Your assignment – Go through the data and retrieve each line that includes the string "grey".

Supplied information –
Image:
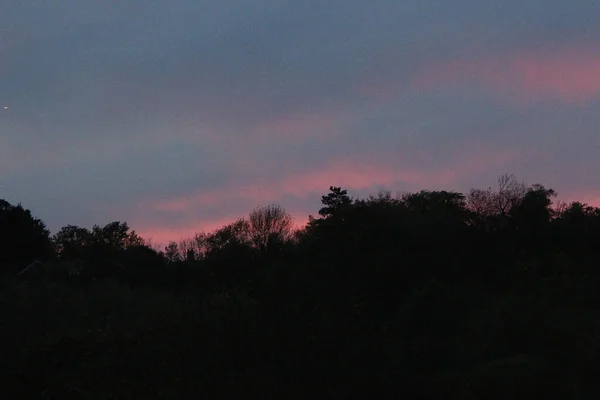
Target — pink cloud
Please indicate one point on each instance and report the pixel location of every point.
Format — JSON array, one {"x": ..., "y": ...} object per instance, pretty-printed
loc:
[
  {"x": 353, "y": 175},
  {"x": 571, "y": 75}
]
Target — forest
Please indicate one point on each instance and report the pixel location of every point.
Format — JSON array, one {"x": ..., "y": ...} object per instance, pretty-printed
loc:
[{"x": 490, "y": 294}]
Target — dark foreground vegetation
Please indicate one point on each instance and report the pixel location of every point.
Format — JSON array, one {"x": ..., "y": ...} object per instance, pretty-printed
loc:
[{"x": 429, "y": 295}]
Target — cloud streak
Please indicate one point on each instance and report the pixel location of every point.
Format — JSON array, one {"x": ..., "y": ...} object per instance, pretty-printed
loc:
[{"x": 570, "y": 75}]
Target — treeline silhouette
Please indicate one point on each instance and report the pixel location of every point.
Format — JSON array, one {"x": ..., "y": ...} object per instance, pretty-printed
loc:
[{"x": 430, "y": 295}]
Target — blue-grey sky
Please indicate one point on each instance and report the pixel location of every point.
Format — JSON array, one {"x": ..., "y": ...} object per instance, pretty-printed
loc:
[{"x": 178, "y": 116}]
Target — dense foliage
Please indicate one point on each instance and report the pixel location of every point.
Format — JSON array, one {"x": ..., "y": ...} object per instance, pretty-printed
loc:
[{"x": 431, "y": 295}]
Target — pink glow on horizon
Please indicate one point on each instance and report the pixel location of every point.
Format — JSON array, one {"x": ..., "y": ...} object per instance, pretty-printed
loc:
[
  {"x": 346, "y": 173},
  {"x": 570, "y": 75}
]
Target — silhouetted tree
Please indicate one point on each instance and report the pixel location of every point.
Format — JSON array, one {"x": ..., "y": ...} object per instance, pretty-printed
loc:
[
  {"x": 269, "y": 225},
  {"x": 23, "y": 238},
  {"x": 335, "y": 201},
  {"x": 72, "y": 241}
]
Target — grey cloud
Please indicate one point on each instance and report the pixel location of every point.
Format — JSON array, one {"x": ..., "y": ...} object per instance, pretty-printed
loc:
[{"x": 119, "y": 101}]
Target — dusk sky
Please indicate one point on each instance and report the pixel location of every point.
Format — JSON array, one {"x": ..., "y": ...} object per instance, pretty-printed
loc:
[{"x": 181, "y": 116}]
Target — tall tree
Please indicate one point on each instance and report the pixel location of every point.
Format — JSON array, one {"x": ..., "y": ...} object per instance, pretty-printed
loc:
[
  {"x": 23, "y": 238},
  {"x": 336, "y": 200}
]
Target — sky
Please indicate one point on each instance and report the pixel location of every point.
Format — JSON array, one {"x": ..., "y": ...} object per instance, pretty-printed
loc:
[{"x": 181, "y": 116}]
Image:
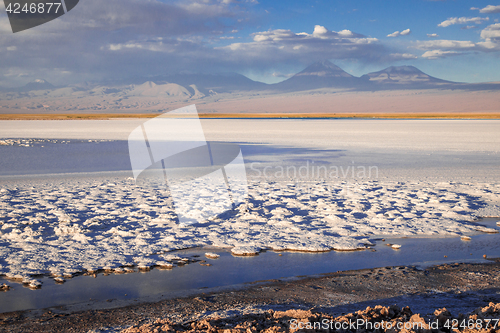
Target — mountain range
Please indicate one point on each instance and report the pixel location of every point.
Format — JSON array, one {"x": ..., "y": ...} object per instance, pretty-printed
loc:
[{"x": 318, "y": 75}]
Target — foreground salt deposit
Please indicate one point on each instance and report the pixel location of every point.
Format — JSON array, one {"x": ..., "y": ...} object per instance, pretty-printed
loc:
[{"x": 65, "y": 227}]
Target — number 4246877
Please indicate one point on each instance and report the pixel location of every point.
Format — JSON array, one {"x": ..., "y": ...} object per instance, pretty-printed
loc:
[{"x": 33, "y": 8}]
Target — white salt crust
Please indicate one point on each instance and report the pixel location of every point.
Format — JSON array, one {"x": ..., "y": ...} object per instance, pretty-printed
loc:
[{"x": 64, "y": 228}]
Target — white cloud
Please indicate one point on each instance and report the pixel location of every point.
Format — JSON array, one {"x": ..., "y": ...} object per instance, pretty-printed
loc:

Result –
Target — blue-grey sky
Target — grey cloud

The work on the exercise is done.